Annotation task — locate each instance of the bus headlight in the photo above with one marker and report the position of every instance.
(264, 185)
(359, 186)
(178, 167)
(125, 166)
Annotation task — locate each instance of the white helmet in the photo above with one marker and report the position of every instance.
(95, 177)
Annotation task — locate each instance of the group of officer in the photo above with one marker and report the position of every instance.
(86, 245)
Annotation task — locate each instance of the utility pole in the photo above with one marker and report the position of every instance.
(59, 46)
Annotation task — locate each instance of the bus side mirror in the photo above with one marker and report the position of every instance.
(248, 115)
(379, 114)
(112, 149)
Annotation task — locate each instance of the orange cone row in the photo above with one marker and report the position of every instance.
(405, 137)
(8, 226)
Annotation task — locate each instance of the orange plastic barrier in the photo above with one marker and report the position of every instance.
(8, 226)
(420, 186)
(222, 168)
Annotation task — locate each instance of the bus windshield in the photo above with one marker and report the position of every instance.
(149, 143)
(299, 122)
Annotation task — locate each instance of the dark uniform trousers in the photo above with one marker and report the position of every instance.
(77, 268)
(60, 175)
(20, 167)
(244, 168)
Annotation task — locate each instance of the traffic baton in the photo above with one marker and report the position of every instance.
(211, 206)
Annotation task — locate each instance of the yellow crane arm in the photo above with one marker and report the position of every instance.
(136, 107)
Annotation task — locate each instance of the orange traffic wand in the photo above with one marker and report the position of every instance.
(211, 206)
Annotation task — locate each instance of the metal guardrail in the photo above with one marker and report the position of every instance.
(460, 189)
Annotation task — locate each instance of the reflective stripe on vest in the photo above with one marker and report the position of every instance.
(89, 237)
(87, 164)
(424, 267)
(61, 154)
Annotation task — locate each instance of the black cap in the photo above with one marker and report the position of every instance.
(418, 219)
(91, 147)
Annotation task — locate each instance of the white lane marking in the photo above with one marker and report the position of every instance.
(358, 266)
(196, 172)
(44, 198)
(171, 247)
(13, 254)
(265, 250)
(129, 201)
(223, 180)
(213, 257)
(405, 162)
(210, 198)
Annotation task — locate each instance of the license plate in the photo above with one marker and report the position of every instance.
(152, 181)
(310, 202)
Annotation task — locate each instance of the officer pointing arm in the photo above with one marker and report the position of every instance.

○ ○ ○ ○ ○ ○ ○

_Written problem_:
Rewrite every one of the records above as a single numbered list, one line per item, and leave out any blank lines.

_Solution for this exercise_:
1. Annotation task — locate each instance of the bus headlight in the photo above with one marker and report the position of every instance.
2. (264, 185)
3. (359, 186)
4. (178, 167)
5. (125, 166)
6. Annotation task — locate each instance of the white helmet in the photo above with one marker and report the position of every instance.
7. (95, 177)
8. Annotation task — locate each instance of the group of officer in the photo above with one marker and report the position of every instance.
9. (86, 245)
10. Annotation task — locate each instance of the utility pole in the photo above with one marker and report the position of every instance.
11. (59, 46)
12. Annotation task — locate each instance of the bus side mirror in the photo above with one marker and report the position of every instance.
13. (248, 115)
14. (379, 114)
15. (112, 149)
16. Annotation task — locate each instance of the orange cone row in the photo above with one marker and report the position of every instance.
17. (405, 137)
18. (8, 226)
19. Annotation task — locate each instance of the orange plastic barrier in the photo above with one marker and report the position of every instance.
20. (8, 226)
21. (420, 186)
22. (222, 168)
23. Annotation task — locate each instance of the bus windshield in the photo above with one marker and report the position of every instance.
24. (149, 143)
25. (299, 122)
26. Annotation task — locate each instance of the dark uniform trousers in the photo above with one marker and report the position of every instance.
27. (77, 268)
28. (60, 175)
29. (20, 167)
30. (244, 168)
31. Annotation task — locate each instance of the traffic baton in the photo above with one marker and report the position of every instance.
32. (211, 206)
33. Annotation task — locate each instance of the yellow crane arm in the photo above with one marker and report the position of every instance.
34. (136, 107)
35. Annotation task — locate each instance of the orange traffic wand in the photo above with one marker and report the position of every instance.
36. (211, 206)
37. Annotation task — locate each instance of the metal guardrail in the photo above with one marker and report the position of every instance.
38. (460, 189)
39. Annotation task — locate each instance of the reflective stripe on vest in the photo above with one marker and report the position of every instance.
40. (89, 237)
41. (87, 164)
42. (424, 267)
43. (61, 154)
44. Annotation task — locate each instance of the black cap in the photo above with one marker and report the position of every instance.
45. (418, 219)
46. (91, 147)
47. Annotation task — locate each instance of the white lane marking in the photo above with one marker and report the position of every instance.
48. (358, 266)
49. (196, 172)
50. (44, 198)
51. (171, 247)
52. (13, 254)
53. (265, 250)
54. (129, 201)
55. (223, 180)
56. (213, 257)
57. (405, 162)
58. (210, 198)
59. Annotation task — locate each instance of the license plate in the photo above with one marker and report the position of every instance.
60. (152, 181)
61. (310, 202)
62. Annotation task — locate each instance of the officer pointing arm in the photo above with one marker and report the position of every instance.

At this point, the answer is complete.